----- Task input -----
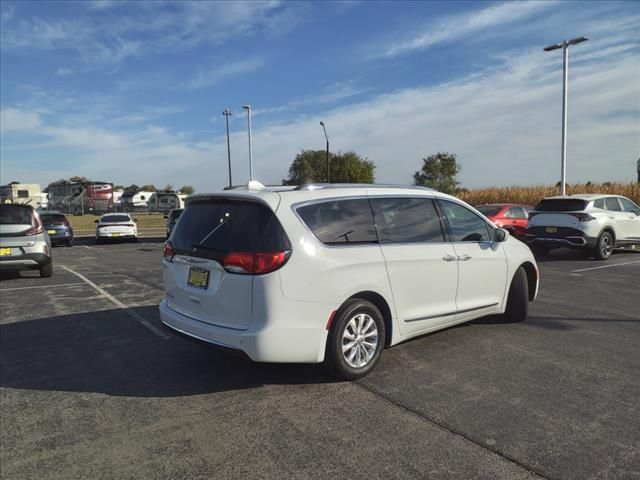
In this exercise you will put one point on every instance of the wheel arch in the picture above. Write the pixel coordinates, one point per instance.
(532, 278)
(382, 304)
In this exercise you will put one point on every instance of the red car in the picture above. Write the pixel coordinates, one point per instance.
(510, 216)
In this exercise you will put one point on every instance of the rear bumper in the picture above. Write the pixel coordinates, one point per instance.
(266, 343)
(28, 260)
(558, 241)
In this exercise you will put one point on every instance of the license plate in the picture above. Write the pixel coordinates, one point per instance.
(198, 278)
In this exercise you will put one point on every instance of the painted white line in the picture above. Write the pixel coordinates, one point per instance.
(606, 266)
(119, 304)
(40, 286)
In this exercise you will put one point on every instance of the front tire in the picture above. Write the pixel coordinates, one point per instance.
(518, 299)
(356, 340)
(604, 246)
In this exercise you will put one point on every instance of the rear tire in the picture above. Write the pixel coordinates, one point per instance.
(604, 246)
(46, 270)
(356, 340)
(518, 299)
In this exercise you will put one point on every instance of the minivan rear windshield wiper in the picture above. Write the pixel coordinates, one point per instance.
(226, 220)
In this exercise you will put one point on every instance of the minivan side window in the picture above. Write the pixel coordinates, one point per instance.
(464, 225)
(407, 220)
(340, 222)
(612, 204)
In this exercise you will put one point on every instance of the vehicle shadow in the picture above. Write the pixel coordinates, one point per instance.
(109, 352)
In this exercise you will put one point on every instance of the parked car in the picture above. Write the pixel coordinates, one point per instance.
(510, 216)
(24, 243)
(116, 226)
(58, 228)
(334, 274)
(172, 218)
(595, 224)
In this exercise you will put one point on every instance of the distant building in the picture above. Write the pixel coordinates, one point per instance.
(165, 201)
(27, 193)
(81, 197)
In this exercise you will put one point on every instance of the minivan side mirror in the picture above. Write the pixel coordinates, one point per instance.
(501, 235)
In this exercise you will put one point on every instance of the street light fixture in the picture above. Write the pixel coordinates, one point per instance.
(227, 113)
(565, 77)
(248, 109)
(327, 138)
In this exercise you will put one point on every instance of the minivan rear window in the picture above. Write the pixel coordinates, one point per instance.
(16, 215)
(561, 205)
(226, 225)
(340, 222)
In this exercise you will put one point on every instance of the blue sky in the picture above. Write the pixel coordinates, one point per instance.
(132, 92)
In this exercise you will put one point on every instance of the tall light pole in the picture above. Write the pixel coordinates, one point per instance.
(565, 77)
(327, 138)
(227, 113)
(248, 109)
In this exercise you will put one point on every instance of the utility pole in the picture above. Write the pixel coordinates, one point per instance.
(227, 113)
(248, 109)
(565, 80)
(327, 138)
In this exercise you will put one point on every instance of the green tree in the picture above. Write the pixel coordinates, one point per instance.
(310, 166)
(439, 172)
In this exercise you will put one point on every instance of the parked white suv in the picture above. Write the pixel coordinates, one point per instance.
(334, 273)
(595, 224)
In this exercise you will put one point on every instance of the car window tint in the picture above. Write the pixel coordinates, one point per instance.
(340, 221)
(407, 220)
(516, 212)
(612, 204)
(464, 225)
(489, 210)
(115, 218)
(628, 205)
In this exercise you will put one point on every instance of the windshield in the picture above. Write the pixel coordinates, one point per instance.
(489, 210)
(115, 219)
(561, 205)
(225, 225)
(15, 215)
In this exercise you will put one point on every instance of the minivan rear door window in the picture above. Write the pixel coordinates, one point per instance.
(340, 222)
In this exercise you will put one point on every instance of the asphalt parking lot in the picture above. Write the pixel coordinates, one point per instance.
(92, 386)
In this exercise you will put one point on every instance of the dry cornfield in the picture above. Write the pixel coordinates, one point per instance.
(532, 195)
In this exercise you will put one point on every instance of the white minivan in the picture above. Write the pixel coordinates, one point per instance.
(336, 273)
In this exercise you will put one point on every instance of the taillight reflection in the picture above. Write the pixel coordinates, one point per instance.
(259, 263)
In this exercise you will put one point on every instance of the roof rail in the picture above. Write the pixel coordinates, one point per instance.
(317, 186)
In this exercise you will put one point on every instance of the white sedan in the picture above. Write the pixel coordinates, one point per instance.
(116, 226)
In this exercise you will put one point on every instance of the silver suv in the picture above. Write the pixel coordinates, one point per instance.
(24, 243)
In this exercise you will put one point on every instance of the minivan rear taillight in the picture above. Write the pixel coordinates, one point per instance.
(250, 263)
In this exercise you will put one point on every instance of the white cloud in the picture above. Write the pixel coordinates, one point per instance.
(218, 73)
(13, 119)
(504, 124)
(462, 25)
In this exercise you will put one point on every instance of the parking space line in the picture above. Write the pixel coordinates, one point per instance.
(605, 266)
(40, 286)
(119, 304)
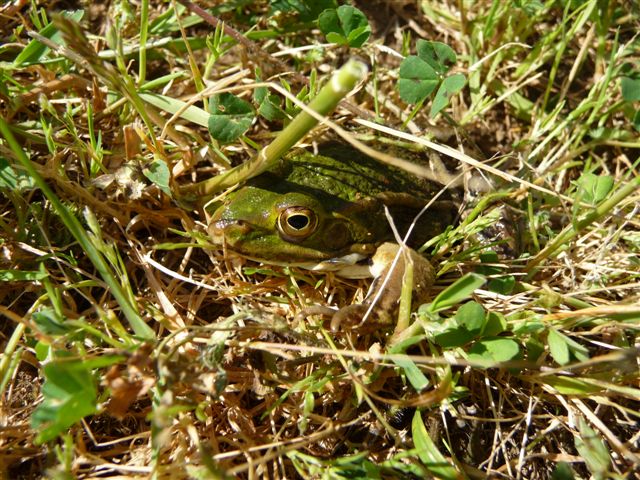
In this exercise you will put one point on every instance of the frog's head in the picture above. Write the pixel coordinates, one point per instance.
(294, 228)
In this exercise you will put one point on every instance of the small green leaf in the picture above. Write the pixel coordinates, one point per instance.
(592, 448)
(70, 394)
(230, 117)
(572, 385)
(12, 179)
(472, 316)
(594, 188)
(460, 290)
(428, 453)
(498, 349)
(495, 325)
(417, 79)
(34, 51)
(449, 87)
(21, 276)
(415, 376)
(307, 11)
(558, 346)
(438, 55)
(345, 25)
(503, 285)
(158, 172)
(636, 120)
(270, 107)
(630, 88)
(190, 113)
(49, 322)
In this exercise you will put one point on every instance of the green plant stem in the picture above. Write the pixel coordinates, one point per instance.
(144, 30)
(342, 82)
(75, 227)
(570, 231)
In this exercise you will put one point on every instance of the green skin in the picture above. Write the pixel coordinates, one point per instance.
(315, 208)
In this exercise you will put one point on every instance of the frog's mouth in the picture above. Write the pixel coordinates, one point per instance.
(349, 265)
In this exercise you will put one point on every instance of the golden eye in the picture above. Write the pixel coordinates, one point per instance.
(297, 223)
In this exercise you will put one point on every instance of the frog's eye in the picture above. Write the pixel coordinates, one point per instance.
(297, 223)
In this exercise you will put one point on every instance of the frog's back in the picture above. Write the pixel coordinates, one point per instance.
(343, 171)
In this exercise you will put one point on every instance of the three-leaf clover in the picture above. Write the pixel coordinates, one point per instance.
(230, 117)
(421, 74)
(345, 25)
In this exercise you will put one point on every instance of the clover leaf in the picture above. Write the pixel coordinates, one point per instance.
(230, 117)
(421, 74)
(345, 25)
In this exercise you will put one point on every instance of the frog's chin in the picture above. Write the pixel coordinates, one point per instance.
(352, 265)
(348, 266)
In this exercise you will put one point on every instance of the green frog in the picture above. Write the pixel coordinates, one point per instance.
(326, 212)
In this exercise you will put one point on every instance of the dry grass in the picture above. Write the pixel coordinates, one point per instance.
(232, 383)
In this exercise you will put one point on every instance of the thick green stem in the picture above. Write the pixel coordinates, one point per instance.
(343, 81)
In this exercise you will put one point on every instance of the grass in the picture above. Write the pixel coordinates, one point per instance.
(133, 347)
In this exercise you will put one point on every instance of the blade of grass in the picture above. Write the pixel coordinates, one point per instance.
(140, 328)
(570, 231)
(329, 96)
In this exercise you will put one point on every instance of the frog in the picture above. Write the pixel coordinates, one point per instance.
(327, 210)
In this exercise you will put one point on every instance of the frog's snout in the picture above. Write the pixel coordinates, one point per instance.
(218, 229)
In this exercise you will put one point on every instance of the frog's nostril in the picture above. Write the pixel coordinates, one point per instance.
(298, 221)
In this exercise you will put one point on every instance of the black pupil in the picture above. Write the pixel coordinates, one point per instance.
(298, 221)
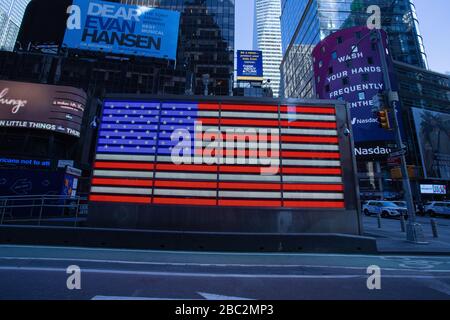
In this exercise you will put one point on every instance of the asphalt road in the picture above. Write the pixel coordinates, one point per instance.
(40, 273)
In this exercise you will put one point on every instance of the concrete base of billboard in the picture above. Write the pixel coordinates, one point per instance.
(222, 219)
(191, 241)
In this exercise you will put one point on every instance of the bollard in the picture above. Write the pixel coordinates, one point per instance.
(434, 228)
(402, 223)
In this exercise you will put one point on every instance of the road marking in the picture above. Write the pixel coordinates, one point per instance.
(207, 296)
(187, 264)
(113, 298)
(212, 296)
(218, 275)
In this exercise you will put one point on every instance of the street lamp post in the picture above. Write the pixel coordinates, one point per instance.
(414, 232)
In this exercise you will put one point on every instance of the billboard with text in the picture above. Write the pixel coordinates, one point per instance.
(347, 67)
(249, 65)
(123, 29)
(44, 107)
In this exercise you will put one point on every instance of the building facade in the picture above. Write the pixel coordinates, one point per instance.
(11, 14)
(268, 40)
(206, 46)
(304, 23)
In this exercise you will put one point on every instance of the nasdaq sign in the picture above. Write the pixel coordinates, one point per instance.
(122, 29)
(354, 73)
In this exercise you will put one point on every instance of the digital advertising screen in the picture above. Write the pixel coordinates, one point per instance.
(249, 65)
(42, 107)
(122, 29)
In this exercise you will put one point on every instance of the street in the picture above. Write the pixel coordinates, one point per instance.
(40, 273)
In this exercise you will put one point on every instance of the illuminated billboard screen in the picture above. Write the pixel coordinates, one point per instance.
(250, 65)
(433, 136)
(219, 154)
(123, 29)
(44, 107)
(347, 68)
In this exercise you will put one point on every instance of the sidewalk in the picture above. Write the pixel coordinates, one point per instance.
(390, 239)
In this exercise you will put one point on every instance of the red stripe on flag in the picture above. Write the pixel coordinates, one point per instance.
(309, 124)
(239, 153)
(311, 155)
(249, 203)
(191, 201)
(313, 204)
(240, 137)
(185, 167)
(242, 169)
(122, 182)
(313, 110)
(293, 170)
(208, 106)
(249, 186)
(185, 184)
(245, 108)
(122, 199)
(239, 122)
(313, 187)
(309, 139)
(123, 165)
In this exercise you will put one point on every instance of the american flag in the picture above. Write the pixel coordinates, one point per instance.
(134, 162)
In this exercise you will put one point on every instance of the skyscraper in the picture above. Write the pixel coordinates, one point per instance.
(304, 23)
(205, 47)
(11, 14)
(268, 39)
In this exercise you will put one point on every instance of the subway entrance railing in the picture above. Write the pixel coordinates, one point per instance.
(43, 210)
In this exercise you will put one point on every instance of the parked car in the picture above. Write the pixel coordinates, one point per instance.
(385, 208)
(437, 208)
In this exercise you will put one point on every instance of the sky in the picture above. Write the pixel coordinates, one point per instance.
(434, 18)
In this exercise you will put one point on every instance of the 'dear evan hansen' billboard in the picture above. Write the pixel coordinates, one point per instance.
(433, 135)
(122, 29)
(43, 107)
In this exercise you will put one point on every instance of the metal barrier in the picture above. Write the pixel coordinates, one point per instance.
(43, 210)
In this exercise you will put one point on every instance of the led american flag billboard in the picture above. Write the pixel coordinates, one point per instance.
(218, 154)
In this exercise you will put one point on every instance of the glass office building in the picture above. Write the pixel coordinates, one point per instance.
(304, 23)
(207, 42)
(268, 40)
(11, 14)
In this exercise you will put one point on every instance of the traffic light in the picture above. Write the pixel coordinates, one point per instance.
(383, 119)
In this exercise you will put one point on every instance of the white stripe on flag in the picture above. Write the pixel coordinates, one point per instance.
(243, 177)
(312, 179)
(247, 194)
(124, 157)
(131, 191)
(309, 132)
(315, 147)
(313, 117)
(185, 176)
(255, 115)
(312, 163)
(188, 193)
(124, 174)
(314, 196)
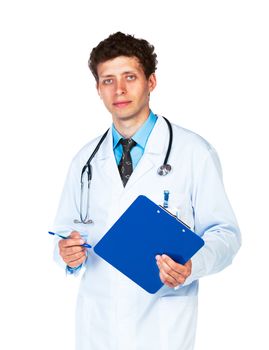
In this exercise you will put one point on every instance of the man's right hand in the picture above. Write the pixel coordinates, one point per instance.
(71, 251)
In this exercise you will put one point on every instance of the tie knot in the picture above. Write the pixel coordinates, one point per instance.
(127, 144)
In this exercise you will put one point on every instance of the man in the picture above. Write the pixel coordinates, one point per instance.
(113, 313)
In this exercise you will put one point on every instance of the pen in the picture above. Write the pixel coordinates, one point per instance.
(86, 245)
(165, 198)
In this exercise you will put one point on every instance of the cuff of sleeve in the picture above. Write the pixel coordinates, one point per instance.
(198, 268)
(72, 270)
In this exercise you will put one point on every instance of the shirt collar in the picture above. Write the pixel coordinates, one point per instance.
(142, 134)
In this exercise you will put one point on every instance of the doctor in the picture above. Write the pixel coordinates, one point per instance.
(113, 313)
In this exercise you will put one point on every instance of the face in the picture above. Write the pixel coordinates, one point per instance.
(124, 89)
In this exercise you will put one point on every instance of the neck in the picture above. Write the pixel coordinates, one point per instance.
(128, 126)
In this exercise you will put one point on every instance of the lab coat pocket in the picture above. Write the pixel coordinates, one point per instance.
(178, 318)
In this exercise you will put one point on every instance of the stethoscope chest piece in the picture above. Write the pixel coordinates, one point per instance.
(164, 169)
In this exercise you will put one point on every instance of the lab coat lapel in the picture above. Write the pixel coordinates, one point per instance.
(156, 146)
(108, 165)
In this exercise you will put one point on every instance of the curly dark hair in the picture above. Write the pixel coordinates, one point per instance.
(120, 44)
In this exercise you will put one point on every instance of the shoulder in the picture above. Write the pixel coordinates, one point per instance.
(85, 152)
(188, 139)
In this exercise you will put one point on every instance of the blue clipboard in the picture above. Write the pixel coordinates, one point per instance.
(143, 231)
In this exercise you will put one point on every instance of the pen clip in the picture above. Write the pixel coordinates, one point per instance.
(174, 216)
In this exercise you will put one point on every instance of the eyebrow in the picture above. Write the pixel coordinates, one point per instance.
(111, 75)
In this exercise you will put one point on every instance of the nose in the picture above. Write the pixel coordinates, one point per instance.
(120, 87)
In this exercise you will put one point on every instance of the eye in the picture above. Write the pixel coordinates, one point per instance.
(107, 81)
(130, 77)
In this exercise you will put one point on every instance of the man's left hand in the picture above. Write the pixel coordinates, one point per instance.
(173, 274)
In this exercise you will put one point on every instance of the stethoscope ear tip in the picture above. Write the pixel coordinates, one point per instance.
(164, 169)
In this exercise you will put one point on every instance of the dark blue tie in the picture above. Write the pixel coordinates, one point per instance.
(125, 165)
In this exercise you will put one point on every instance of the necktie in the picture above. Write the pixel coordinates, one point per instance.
(125, 165)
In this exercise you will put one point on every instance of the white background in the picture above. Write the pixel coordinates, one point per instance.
(212, 78)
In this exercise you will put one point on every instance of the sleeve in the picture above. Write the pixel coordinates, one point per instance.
(68, 210)
(214, 220)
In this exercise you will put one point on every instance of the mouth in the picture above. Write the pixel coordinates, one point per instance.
(121, 104)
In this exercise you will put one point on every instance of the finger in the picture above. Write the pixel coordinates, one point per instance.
(179, 268)
(73, 258)
(72, 250)
(163, 266)
(168, 280)
(77, 262)
(75, 234)
(69, 242)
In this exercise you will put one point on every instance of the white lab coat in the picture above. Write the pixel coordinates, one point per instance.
(113, 313)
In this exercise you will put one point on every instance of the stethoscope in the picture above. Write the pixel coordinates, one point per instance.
(163, 170)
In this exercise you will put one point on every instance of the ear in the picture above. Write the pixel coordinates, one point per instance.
(152, 82)
(98, 90)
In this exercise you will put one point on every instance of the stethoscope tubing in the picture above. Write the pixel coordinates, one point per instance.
(87, 167)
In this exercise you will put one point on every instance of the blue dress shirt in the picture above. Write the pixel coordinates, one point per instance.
(140, 137)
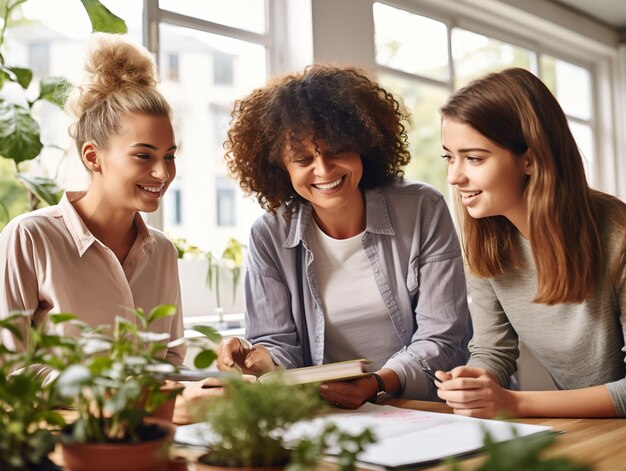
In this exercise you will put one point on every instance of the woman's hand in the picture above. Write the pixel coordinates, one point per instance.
(475, 392)
(350, 394)
(237, 353)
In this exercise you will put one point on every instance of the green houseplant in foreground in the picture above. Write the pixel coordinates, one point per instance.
(521, 454)
(252, 421)
(27, 418)
(114, 378)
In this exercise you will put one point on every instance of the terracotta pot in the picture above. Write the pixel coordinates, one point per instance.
(145, 456)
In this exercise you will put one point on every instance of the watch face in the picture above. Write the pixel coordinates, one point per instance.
(380, 397)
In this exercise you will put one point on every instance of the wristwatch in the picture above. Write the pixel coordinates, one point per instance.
(381, 394)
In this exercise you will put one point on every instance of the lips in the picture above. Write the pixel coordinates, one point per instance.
-----
_Stated goal:_
Retype only the lines from the one with "the white lab" through the final line of the entries, please, and keep the pictures out.

_Written reply:_
In this exercise you will put one point on every instance of the white lab coat in the picture above. Write the pixel coordinates, one point per instance.
(113, 313)
In this exercise you will put one point on every instance of the stethoscope in the picture above. Write the pixel coordinates, one point per instance.
(163, 170)
In this exercise you will put one point on every instance of the ear in the picture above. Write the pixel coordinates, one point per instance.
(152, 82)
(98, 90)
In this exercise you will put one point on every instance of the stethoscope tubing in the picture above. Write the pixel coordinates, one point per instance.
(87, 167)
In this exercise you will put one point on every instance of the blue dress shirt in the picture above. Write the pixel coordinates, one point per instance.
(140, 137)
In this exercise you will put one point on every instance of the woman's hand in the picture above. Write the pixel coordinates, one point per instance.
(475, 392)
(350, 394)
(237, 353)
In this exercise you will put one point on every instance of the green houseplant in foreground in the picture above. Write the pixel coordinates, one point per instance.
(521, 454)
(252, 421)
(27, 418)
(114, 378)
In this exercise you will put one point on every instance of the terracotta pot in the picture above. Write the pixel coordinates, one point per instance.
(145, 456)
In this exercise you will put one point on every instance of the watch face in the picture above. Write the pixel coordinates, one point per instance.
(380, 397)
In this exercise you will put one point on every instance of the wristwatch in the picture above. Write the pixel coordinates, one point per instance.
(381, 394)
In this exercise you will put one point on every instance of the lips in the picture above. Write the pixel coordinates, one point per instance.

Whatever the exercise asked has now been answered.